╔══

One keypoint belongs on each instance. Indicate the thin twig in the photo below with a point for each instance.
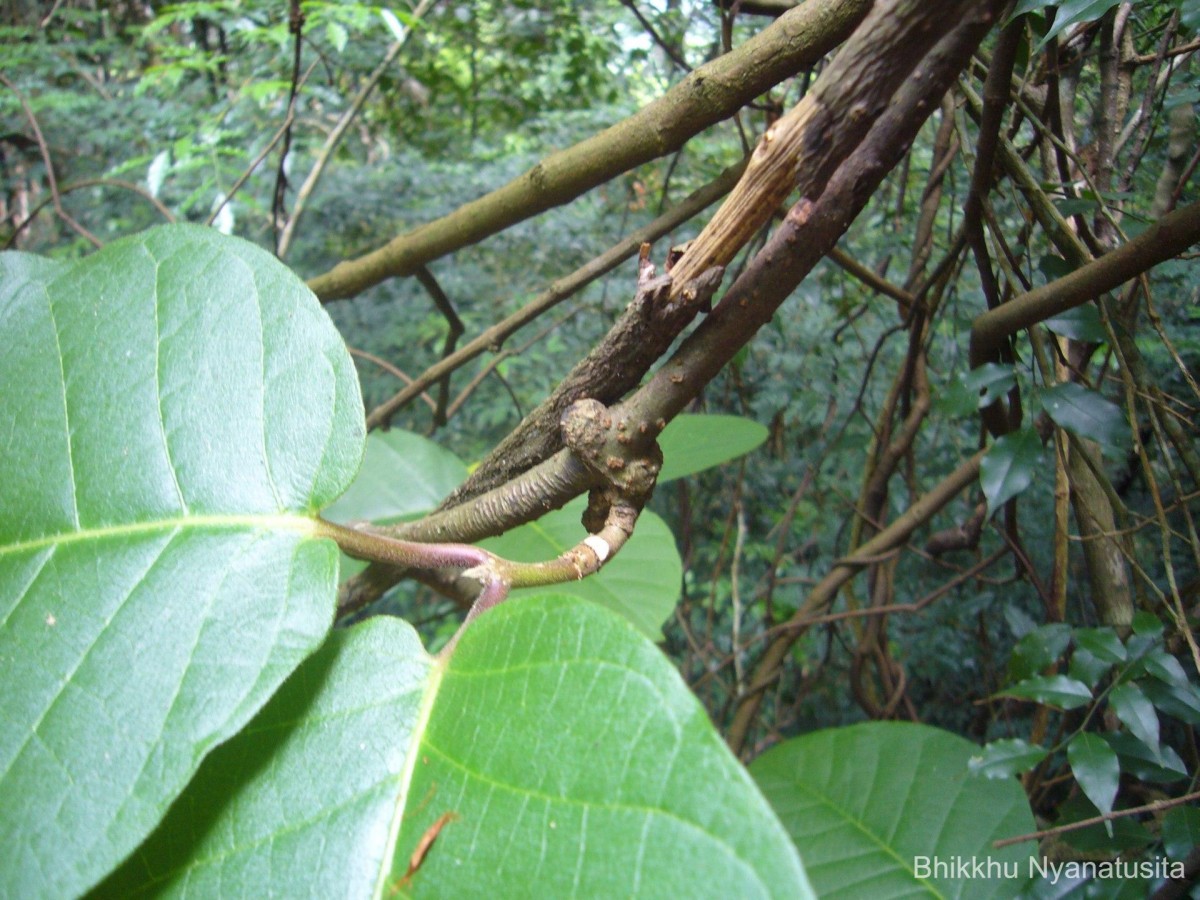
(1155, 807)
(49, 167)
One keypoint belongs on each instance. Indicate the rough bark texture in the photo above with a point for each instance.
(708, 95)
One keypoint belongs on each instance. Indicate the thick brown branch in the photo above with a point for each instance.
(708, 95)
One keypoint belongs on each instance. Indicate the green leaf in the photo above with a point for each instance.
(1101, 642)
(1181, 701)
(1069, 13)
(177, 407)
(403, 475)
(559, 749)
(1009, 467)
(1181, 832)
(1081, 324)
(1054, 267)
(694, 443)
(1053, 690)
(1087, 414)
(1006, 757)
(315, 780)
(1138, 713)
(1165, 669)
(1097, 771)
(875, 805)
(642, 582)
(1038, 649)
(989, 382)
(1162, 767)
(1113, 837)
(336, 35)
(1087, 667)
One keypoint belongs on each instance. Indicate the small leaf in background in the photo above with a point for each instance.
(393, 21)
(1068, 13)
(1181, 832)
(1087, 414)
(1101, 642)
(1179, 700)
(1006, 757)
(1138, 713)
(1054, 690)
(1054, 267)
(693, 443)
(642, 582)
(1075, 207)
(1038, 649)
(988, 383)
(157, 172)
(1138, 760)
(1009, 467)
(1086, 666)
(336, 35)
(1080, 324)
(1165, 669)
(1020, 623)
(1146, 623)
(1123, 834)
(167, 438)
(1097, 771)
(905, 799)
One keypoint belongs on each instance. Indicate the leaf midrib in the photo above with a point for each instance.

╚══

Work instruction>
Look above for the line containing "One keypoint belongs on each instance. Indicate the green". Return it and each line after it exactly, through the last line, and nothing more.

Response to the exercise>
One keypoint belongs on each instance. Indicate the green leaf in the photo above with a point for each instance.
(1101, 642)
(1181, 701)
(1069, 13)
(177, 407)
(403, 475)
(559, 749)
(1009, 467)
(1181, 832)
(1081, 324)
(1054, 267)
(694, 443)
(1053, 690)
(1087, 414)
(1006, 757)
(315, 780)
(1138, 713)
(1165, 669)
(1097, 771)
(875, 805)
(642, 582)
(1038, 649)
(989, 382)
(1162, 767)
(1113, 837)
(336, 35)
(1087, 667)
One keypoint belongs on each instance. Indicate the small leaf in background in the photo above with a point for each instance.
(393, 21)
(1068, 13)
(1181, 832)
(1087, 414)
(1101, 642)
(1179, 700)
(1006, 757)
(1138, 713)
(1054, 690)
(1054, 267)
(693, 443)
(642, 582)
(1075, 207)
(1038, 649)
(988, 383)
(157, 172)
(1138, 760)
(1009, 467)
(1086, 666)
(336, 35)
(1080, 324)
(1165, 669)
(1020, 623)
(1146, 623)
(1123, 834)
(167, 438)
(1097, 771)
(905, 799)
One keypoint belongs on each instance. Indicate the leaf midrib in the photo above with a point for each instance.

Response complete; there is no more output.